[Document passage]

Ah, the joys of domestic animals. Often adorable, occasionally useful, they’re universally unable to care for themselves in the slightest. That’s part of the bargain though; we take over responsibility for their upkeep and they repay us with whatever it is they do best. Unless the animal in question is a cat, of course – they have their own terms and conditions.

Chickens, though, are very useful indeed. Give them food and water and they give you delicious, nutritious, high-quality protein. Feeding them every day can be a chore, though, unless you automate the task. This Twitch-enabled robotic chicken feeder may be overkill for that simple use case, but as [Sean Hodgins] tell it, there’s a method to all the hardware he threw at this build. That would include a custom-welded steel frame holding a solar panel and batteries, a huge LED matrix display, a Raspberry Pi and camera, and of course, food dispensers. Those are of the kind once used to dispense candy or gum for a coin or two in the grocery; retooled with 3D-printed parts, the dispensers now eject a small scoop of feed whenever someone watching a Twitch stream decides to donate to the farm that’s hosting the system. You can see the build below in detail, or just pop over to Sweet Farm to check out the live feed and gawk at some chickens.

It’s an impressive bit of work on [Sean]’s part for sure, and we did notice how he used his HCC rapid prototyping module to speed up development. Still, we’re not convinced there will be many donations at $10 a pop. Then again, dropping donations to the micropayment level may lead to overfed chickens, and that’s not a good thing.

[Data extracts]
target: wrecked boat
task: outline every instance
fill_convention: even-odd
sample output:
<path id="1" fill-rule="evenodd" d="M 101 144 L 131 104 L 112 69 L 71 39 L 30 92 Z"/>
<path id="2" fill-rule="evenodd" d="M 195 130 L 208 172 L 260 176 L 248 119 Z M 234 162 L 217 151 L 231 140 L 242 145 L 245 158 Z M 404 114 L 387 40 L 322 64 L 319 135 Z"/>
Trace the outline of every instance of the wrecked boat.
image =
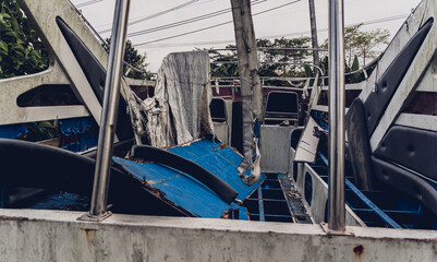
<path id="1" fill-rule="evenodd" d="M 0 96 L 0 133 L 7 138 L 0 140 L 1 205 L 85 212 L 93 191 L 108 53 L 71 3 L 52 1 L 47 13 L 39 12 L 38 2 L 19 2 L 51 63 L 41 73 L 0 81 L 7 94 Z M 437 229 L 437 167 L 430 157 L 437 138 L 436 14 L 437 3 L 420 4 L 368 78 L 347 84 L 348 225 Z M 254 169 L 239 170 L 247 153 L 243 102 L 232 95 L 235 86 L 218 84 L 217 90 L 211 82 L 220 80 L 209 78 L 207 51 L 169 55 L 156 83 L 123 79 L 110 210 L 327 222 L 325 82 L 313 81 L 305 90 L 264 86 L 263 121 L 250 154 L 262 156 L 260 170 L 250 186 L 242 178 Z M 138 87 L 147 90 L 146 97 L 132 92 Z M 71 98 L 19 103 L 45 92 Z M 302 119 L 299 104 L 305 93 L 308 109 Z M 43 120 L 58 121 L 58 144 L 63 148 L 15 140 L 26 132 L 23 123 Z M 314 130 L 320 134 L 315 136 Z"/>

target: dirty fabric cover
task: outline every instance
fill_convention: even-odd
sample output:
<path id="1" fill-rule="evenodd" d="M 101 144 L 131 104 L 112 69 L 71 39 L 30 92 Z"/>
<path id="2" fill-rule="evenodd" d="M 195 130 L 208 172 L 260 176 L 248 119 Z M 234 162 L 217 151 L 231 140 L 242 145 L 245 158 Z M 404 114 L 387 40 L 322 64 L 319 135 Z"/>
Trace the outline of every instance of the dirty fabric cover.
<path id="1" fill-rule="evenodd" d="M 168 55 L 158 71 L 155 96 L 143 102 L 150 144 L 166 147 L 213 134 L 211 98 L 208 52 Z"/>

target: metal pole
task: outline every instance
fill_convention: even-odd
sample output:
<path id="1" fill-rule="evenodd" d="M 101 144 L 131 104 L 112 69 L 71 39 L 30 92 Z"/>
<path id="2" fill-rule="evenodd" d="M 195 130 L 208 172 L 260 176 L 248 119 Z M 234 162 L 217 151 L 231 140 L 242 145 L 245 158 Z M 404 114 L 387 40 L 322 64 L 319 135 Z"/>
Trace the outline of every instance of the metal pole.
<path id="1" fill-rule="evenodd" d="M 343 0 L 329 0 L 329 221 L 344 231 L 344 15 Z"/>
<path id="2" fill-rule="evenodd" d="M 117 0 L 113 15 L 111 48 L 109 50 L 108 72 L 105 83 L 104 106 L 97 145 L 96 169 L 89 216 L 105 217 L 112 162 L 112 145 L 119 108 L 120 84 L 128 31 L 131 0 Z"/>
<path id="3" fill-rule="evenodd" d="M 314 4 L 314 0 L 308 0 L 309 4 L 309 22 L 311 22 L 311 39 L 313 44 L 313 59 L 314 64 L 319 66 L 320 59 L 318 57 L 318 40 L 317 40 L 317 23 L 316 23 L 316 8 Z"/>

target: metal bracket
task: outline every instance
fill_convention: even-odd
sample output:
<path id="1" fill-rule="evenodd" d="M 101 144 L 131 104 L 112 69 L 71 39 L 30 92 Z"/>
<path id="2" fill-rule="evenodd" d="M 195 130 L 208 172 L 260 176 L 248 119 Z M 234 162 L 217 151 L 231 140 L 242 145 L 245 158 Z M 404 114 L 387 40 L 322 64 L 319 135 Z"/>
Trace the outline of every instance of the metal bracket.
<path id="1" fill-rule="evenodd" d="M 102 222 L 102 221 L 105 221 L 106 218 L 110 217 L 111 215 L 112 215 L 112 212 L 110 212 L 110 211 L 107 211 L 107 212 L 105 212 L 104 214 L 97 215 L 97 216 L 94 216 L 94 215 L 92 215 L 90 213 L 86 213 L 86 214 L 83 214 L 83 215 L 81 215 L 80 217 L 77 217 L 77 221 L 85 221 L 85 222 Z"/>

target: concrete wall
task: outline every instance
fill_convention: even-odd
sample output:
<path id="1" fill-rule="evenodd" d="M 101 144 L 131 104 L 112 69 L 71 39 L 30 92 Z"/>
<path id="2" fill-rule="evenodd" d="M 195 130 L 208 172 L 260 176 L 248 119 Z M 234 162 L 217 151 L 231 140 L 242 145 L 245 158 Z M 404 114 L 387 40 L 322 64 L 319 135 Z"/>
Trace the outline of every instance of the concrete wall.
<path id="1" fill-rule="evenodd" d="M 0 261 L 437 261 L 437 231 L 0 210 Z"/>

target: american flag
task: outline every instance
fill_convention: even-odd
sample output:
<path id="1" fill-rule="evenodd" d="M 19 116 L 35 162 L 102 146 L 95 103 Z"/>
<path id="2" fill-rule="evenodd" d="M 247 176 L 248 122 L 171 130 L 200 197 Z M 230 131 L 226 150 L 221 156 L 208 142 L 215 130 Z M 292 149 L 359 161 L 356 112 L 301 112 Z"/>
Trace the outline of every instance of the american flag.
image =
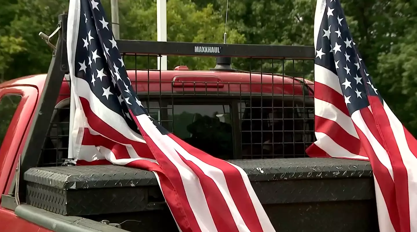
<path id="1" fill-rule="evenodd" d="M 339 0 L 317 0 L 311 157 L 369 160 L 379 230 L 417 232 L 417 141 L 381 96 Z"/>
<path id="2" fill-rule="evenodd" d="M 70 0 L 67 34 L 78 165 L 153 172 L 181 231 L 274 232 L 241 168 L 187 144 L 150 117 L 99 0 Z"/>

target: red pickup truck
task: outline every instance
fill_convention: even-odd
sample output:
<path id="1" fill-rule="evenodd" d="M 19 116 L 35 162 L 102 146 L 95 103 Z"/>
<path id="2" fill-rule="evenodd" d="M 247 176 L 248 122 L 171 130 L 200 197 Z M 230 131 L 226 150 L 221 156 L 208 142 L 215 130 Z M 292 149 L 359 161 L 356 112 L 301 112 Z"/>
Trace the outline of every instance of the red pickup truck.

[Required action]
Copy the part of the chicken feeder text that opens with the words "It’s an impressive" and closes with "a good thing.", swapping "impressive" for "remarkable".

[Output]
It’s an remarkable bit of work on [Sean]’s part for sure, and we did notice how he used his HCC rapid prototyping module to speed up development. Still, we’re not convinced there will be many donations at $10 a pop. Then again, dropping donations to the micropayment level may lead to overfed chickens, and that’s not a good thing.